» Problem
Repeat word for word the lines of the records starting at the line that contains "One keypoint belongs to every instance. Tag the dark bottle" and ending at the last line of the records, including both ends.

=======

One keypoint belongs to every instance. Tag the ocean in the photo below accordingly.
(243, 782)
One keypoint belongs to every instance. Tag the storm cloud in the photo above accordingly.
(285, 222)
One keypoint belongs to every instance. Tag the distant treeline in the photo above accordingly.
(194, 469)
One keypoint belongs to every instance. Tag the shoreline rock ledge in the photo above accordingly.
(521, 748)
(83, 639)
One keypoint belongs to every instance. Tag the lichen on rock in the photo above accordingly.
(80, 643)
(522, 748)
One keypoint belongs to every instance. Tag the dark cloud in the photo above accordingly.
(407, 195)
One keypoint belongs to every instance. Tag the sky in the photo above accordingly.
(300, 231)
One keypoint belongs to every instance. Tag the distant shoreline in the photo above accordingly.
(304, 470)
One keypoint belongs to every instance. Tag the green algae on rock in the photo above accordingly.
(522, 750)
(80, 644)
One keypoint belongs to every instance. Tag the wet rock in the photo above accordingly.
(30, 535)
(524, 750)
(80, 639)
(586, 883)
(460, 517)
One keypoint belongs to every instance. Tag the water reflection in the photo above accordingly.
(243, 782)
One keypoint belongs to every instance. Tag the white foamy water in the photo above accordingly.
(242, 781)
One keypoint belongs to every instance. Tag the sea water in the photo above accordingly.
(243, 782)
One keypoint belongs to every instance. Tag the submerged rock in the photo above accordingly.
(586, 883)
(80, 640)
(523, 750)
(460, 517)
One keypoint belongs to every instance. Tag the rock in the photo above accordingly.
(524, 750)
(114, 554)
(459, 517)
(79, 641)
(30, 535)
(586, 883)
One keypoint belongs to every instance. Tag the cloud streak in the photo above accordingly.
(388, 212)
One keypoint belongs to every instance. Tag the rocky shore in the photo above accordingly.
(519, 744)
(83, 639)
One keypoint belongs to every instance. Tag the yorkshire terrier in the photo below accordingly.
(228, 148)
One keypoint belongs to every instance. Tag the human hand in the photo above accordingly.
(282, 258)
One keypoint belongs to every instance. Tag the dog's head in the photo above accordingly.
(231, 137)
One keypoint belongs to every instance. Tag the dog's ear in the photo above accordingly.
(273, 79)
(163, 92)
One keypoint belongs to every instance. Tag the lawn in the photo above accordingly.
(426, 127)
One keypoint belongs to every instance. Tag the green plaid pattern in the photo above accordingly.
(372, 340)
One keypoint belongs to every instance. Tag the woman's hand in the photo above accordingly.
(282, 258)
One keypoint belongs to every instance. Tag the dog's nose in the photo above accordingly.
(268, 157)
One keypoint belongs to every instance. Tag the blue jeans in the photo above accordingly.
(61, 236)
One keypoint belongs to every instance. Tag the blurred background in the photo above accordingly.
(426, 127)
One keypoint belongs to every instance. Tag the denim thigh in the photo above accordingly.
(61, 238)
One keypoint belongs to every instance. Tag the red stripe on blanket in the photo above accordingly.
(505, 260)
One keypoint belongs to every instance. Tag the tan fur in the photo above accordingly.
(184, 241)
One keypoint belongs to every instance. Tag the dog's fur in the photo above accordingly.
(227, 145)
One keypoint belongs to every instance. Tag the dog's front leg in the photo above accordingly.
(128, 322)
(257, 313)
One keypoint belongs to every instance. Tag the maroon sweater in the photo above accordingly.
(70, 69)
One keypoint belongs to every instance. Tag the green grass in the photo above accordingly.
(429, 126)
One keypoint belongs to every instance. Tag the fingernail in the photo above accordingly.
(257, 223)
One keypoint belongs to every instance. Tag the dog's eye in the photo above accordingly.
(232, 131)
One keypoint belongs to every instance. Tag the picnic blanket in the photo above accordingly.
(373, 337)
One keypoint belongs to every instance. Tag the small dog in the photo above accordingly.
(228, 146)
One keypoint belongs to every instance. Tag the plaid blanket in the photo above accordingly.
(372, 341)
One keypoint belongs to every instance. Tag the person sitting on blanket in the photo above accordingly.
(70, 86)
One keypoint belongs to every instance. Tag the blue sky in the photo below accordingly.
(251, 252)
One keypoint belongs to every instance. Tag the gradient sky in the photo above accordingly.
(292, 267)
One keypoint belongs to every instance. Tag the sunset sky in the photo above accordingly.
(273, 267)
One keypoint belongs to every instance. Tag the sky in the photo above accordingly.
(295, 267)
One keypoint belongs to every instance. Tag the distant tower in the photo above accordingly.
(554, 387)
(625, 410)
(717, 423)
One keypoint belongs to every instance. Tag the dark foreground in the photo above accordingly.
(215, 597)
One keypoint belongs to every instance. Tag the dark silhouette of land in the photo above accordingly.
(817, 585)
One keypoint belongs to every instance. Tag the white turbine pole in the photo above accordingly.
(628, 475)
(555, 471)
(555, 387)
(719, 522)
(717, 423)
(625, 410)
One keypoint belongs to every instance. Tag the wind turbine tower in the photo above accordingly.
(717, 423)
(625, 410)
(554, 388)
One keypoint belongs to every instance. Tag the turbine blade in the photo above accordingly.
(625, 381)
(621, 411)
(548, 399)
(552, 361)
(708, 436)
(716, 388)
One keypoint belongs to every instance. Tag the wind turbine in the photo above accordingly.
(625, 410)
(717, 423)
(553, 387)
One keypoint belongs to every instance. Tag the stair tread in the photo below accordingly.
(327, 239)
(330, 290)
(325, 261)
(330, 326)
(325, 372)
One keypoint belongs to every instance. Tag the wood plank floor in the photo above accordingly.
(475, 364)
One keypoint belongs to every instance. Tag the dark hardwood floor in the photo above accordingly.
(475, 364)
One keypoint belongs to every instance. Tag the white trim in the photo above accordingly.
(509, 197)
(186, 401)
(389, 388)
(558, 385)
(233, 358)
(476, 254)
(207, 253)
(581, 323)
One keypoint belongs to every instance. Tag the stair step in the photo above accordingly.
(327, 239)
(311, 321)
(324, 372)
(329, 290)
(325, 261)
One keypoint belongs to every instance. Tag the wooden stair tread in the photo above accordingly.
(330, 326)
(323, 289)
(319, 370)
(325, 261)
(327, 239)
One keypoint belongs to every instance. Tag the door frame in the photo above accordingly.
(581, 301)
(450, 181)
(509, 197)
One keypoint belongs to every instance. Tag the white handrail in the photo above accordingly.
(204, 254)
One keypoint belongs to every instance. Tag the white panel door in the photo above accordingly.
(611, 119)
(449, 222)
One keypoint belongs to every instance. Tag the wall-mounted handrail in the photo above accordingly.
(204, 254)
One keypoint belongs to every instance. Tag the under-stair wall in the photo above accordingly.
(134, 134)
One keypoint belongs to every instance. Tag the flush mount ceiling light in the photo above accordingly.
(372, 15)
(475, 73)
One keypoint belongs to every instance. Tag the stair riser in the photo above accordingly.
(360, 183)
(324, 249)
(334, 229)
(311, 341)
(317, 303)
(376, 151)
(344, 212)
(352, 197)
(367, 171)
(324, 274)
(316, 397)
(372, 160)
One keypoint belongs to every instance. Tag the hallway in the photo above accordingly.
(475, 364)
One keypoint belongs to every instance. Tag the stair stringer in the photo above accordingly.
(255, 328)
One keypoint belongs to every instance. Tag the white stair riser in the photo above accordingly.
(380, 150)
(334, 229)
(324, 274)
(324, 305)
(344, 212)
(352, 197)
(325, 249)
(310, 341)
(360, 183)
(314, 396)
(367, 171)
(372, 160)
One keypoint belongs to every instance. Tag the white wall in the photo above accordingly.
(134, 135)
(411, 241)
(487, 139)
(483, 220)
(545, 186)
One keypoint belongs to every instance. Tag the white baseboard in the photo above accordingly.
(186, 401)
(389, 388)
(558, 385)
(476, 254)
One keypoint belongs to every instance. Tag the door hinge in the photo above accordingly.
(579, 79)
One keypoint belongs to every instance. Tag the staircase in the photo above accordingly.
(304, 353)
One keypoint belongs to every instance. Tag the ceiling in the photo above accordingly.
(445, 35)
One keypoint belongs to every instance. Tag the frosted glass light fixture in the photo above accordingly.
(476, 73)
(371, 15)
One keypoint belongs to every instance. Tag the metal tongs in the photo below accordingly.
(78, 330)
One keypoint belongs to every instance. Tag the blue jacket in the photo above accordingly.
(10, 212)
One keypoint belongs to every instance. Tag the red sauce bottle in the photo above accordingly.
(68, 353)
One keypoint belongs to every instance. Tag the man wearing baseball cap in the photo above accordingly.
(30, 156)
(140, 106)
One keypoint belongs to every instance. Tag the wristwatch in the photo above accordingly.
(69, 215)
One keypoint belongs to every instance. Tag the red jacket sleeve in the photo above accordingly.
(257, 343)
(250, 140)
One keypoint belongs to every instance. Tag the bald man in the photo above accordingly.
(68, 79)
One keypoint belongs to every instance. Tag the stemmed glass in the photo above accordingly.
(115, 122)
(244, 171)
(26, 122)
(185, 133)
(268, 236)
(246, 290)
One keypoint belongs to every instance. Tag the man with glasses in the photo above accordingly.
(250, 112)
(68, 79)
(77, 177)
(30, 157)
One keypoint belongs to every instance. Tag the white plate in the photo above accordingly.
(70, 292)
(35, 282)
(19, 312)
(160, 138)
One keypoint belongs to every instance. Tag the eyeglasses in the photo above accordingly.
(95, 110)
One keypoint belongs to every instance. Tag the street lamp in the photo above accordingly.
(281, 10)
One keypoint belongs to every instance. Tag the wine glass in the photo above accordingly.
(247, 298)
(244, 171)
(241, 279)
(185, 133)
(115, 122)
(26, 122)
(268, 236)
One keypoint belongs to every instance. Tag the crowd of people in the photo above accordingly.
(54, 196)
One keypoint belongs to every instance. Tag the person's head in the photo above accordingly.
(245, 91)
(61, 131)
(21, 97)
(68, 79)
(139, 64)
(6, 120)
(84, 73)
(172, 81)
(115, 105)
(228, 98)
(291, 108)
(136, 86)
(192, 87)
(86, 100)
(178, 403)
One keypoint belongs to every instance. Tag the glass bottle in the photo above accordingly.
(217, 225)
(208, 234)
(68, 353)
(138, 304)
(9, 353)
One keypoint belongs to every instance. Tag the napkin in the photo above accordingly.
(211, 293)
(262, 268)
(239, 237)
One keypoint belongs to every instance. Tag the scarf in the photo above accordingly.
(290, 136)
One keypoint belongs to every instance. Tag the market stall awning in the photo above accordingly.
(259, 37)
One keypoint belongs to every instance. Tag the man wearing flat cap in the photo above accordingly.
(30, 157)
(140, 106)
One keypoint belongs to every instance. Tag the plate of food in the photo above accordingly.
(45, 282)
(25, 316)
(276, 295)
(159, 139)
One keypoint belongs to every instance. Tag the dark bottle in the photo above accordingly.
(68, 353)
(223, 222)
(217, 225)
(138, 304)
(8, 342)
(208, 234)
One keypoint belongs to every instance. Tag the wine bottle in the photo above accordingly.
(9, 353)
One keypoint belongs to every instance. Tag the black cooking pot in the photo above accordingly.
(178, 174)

=======

» Task result
One keypoint belongs to every instance. Tag the dark bottle in the photo above accordingly.
(68, 353)
(223, 222)
(217, 225)
(138, 304)
(8, 342)
(208, 234)
One keypoint belongs to every instance. Tag the wine bottle in the photo above accordingly.
(9, 353)
One keypoint belongs to every instance. Tag the black cooking pot in the photo above accordingly.
(178, 174)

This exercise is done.